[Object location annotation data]
· · · · ·

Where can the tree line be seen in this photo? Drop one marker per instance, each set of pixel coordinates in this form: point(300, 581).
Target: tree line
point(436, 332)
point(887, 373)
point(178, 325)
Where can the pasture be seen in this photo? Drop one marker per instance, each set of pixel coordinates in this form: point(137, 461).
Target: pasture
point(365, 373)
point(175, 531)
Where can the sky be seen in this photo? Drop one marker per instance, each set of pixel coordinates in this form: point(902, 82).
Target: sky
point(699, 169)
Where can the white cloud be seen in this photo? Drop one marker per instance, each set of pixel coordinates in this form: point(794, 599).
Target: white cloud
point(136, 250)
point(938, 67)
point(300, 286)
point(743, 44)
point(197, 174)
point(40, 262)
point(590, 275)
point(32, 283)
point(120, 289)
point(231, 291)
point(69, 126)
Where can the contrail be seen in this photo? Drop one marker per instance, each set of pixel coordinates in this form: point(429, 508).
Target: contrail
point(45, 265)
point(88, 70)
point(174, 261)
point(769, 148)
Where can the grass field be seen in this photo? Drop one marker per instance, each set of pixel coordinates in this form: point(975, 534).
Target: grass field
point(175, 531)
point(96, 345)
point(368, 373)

· · · · ·

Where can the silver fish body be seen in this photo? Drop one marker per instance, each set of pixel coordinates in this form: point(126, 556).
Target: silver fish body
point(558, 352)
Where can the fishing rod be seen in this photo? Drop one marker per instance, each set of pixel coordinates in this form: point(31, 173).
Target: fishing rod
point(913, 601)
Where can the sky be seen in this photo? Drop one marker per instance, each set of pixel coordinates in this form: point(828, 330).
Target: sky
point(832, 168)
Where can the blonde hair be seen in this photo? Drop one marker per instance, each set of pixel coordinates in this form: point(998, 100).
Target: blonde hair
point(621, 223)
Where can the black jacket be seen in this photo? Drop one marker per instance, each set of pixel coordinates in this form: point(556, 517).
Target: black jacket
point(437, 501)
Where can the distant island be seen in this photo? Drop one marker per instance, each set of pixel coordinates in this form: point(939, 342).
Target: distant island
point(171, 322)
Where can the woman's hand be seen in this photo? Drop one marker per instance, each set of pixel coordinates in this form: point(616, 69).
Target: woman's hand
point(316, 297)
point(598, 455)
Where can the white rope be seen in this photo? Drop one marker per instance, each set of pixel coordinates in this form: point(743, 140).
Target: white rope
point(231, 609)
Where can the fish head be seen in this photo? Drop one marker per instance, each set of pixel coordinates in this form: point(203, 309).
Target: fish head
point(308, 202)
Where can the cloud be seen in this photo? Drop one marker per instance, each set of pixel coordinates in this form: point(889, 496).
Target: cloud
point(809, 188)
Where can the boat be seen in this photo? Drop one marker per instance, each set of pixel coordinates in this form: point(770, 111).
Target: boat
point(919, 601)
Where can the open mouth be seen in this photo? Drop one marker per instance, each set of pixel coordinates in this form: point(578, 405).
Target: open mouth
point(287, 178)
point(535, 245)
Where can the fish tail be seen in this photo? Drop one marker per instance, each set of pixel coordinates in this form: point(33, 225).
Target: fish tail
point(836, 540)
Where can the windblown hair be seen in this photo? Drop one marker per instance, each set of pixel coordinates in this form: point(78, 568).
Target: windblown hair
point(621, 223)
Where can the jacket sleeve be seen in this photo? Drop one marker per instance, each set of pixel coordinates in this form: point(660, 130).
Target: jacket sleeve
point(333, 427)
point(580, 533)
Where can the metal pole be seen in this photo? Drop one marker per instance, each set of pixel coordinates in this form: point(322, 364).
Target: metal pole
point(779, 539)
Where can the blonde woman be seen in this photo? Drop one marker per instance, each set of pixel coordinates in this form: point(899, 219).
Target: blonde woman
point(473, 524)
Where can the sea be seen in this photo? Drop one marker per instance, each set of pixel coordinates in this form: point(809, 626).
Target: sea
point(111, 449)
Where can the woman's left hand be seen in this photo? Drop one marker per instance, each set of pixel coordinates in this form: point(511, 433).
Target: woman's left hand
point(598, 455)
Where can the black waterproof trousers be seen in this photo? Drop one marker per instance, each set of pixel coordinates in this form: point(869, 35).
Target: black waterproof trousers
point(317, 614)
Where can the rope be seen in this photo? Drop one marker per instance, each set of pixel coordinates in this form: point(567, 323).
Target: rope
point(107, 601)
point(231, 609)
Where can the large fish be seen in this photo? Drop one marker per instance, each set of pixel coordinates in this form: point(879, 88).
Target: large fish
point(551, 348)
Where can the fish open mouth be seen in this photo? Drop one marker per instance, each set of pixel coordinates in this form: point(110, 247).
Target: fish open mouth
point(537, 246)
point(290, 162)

· · · · ·

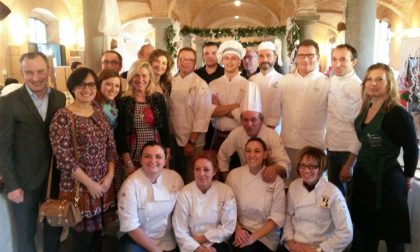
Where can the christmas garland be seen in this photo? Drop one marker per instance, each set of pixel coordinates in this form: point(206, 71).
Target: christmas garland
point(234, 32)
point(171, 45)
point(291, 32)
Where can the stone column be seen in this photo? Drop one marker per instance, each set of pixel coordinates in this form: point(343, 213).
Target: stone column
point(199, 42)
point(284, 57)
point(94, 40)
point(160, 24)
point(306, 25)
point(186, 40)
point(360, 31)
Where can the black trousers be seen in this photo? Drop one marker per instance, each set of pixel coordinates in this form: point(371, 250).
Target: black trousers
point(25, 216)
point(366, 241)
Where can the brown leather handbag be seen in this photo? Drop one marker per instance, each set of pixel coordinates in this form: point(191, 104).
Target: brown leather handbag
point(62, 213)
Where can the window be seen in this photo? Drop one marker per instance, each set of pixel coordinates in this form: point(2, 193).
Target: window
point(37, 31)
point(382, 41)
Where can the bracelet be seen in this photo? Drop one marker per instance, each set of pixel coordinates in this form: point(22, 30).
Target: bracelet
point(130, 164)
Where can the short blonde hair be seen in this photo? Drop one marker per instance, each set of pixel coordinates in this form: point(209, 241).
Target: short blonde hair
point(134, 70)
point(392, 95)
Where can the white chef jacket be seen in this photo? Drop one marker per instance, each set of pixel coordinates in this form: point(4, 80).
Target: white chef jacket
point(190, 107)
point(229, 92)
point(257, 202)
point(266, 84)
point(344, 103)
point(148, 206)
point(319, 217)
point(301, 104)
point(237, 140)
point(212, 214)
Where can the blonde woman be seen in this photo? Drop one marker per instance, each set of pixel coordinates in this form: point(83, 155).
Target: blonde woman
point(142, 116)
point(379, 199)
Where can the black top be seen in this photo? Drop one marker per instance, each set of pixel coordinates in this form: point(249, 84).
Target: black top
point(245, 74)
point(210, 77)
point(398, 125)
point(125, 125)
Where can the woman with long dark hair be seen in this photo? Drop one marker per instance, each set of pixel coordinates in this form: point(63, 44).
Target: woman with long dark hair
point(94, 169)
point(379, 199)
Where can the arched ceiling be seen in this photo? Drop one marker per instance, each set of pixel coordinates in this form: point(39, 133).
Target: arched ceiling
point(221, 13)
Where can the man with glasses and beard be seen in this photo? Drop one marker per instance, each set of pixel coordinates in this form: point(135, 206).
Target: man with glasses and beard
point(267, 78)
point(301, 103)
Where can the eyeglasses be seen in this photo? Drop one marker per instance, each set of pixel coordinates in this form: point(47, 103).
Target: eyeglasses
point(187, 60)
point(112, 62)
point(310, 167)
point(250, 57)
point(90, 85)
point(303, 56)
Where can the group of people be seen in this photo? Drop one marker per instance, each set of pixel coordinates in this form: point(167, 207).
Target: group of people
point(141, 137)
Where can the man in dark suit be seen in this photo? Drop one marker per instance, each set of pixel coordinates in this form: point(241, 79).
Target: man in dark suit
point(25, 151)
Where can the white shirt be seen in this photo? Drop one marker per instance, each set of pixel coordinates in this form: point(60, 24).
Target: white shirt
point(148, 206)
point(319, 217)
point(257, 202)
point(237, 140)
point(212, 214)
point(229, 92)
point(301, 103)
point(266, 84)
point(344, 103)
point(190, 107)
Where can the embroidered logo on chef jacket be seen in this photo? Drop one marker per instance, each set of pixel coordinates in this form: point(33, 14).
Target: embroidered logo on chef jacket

· · · · ·

- **WHAT TO WORK ON**
Reproduce the lines word for word, starting at the line that contains "Where can the metal" and stopping after the line that contains "point(551, 348)".

- **CORRECT RESPONSE**
Where can the metal pole be seen in this photo? Drop one marker per instance, each set of pixel coordinates in this form: point(322, 364).
Target: metal pole
point(779, 539)
Where can the blonde woman be seen in this photo? Drop one marker per instance, each set of pixel coordinates in this form: point(899, 219).
Target: blonde woman
point(473, 524)
Where can the sea be seen in this photo? Drop one marker per instance, each set of pixel coordinates in this form: point(809, 626).
Target: sea
point(111, 449)
Where can the woman's left hand be seen in this photo? Drop one marker per instance, each set of pixel coordinates in this form: point(511, 433).
Target: woman's left hand
point(598, 455)
Where can the black waterproof trousers be seen in this photo? Drop one marker per instance, each set of pixel coordinates in this form: point(869, 35).
Target: black waterproof trousers
point(317, 614)
Where can the rope be seen in this photo? Drop one marker per instance, each set of pixel coordinates in this form: point(567, 323).
Target: rope
point(107, 601)
point(231, 609)
Where can the large fish be seen in this photo? Drop one marker per instance, each set of pixel coordinates in this form: point(879, 88).
Target: large fish
point(551, 348)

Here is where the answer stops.